*WHAT TO DO*
Convert the items below into a two-column CSV with the headers item_text and answer, one row per item. Enclose each field in double quotes and replace any line breaks within it with spaces.
↓
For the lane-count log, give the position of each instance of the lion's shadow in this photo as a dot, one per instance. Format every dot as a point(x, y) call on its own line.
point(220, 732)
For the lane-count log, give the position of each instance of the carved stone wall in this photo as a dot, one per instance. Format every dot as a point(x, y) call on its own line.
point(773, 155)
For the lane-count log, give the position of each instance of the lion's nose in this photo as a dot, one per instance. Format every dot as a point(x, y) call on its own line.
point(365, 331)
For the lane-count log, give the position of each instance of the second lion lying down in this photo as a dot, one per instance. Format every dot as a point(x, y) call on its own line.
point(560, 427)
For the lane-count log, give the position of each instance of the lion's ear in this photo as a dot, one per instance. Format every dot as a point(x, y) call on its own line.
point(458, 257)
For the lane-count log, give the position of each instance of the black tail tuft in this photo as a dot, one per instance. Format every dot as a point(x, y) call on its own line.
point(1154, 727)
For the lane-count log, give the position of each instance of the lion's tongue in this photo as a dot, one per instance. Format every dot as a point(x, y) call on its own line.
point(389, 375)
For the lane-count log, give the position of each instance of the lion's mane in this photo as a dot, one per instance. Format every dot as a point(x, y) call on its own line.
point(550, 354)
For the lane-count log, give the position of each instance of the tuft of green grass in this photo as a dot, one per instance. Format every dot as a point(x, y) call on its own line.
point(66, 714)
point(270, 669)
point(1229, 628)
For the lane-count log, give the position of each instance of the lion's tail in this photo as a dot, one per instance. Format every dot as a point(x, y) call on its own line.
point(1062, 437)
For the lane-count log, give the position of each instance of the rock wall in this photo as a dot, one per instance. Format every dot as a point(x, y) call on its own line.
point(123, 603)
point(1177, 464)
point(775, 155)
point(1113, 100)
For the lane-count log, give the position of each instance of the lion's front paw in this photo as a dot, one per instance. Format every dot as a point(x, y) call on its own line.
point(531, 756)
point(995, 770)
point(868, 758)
↑
*WRITTEN ANSWER*
item_text,answer
"For the lane-count log, give the position of each instance of the lion's shadow in this photo as a dot, one per instance. Format every dot as a point(x, y) call on its own line.","point(220, 732)"
"For the lane-count log, give the position of each instance of the carved stone wall in this photo as a dot, one per instance. Format every dot as a point(x, y) call on its own line.","point(773, 155)"
"For the lane-count log, give the position of each instance of the lion's nose in this photo as a dot, one per instance. Format every dot as a point(x, y) call on its own line.","point(365, 331)"
"For the lane-count log, give the position of each instance of the second lion lying down in this photo as a dot, one per instance. Format every dot as a point(x, y) call on its own line.","point(560, 427)"
"For the lane-count log, give the position of each instance of the lion's ear in this photo as a dot, one per instance. Format every dot as a point(x, y) call on its own line.","point(458, 257)"
"For the lane-count log, give the position of each instance of the black tail tuft in this photo as a dot, one per instance. Format every dot as a point(x, y) call on its own line.","point(1154, 727)"
"For the lane-count log, give the position of each instance of the lion's tongue in this photo as a dot, one per instance. Format every dot as a point(x, y) call on its own line.","point(389, 375)"
"For the lane-count log, give the position of each instance of the lion's mane in this photo as a dot, one per instance. Format every dot as a point(x, y) call on its own line.","point(550, 354)"
"For the lane-count log, give the position of each instance of the tuft of green grass in this photo as a dot, one per instance. Format every dot as a point(x, y) call on its own line.","point(66, 714) point(270, 669) point(1229, 628)"
"For the lane-count log, give the position of each instance of the lion's tail in this photo as a dot, one per instance. Format every dot as a point(x, y) call on its own line.","point(1062, 437)"
"For the lane-count log, give the position of each instance of the rock wall in this photo as a dot, one per instance. Format every dot as a point(x, y) call on its own line.","point(123, 603) point(1177, 464) point(775, 155) point(1113, 100)"
"For the lane-count log, give the position of each instance of the lion's front paw in this photo as a dot, one per instance. Format every dot as a point(x, y) call on its own line.","point(531, 756) point(995, 770) point(868, 758)"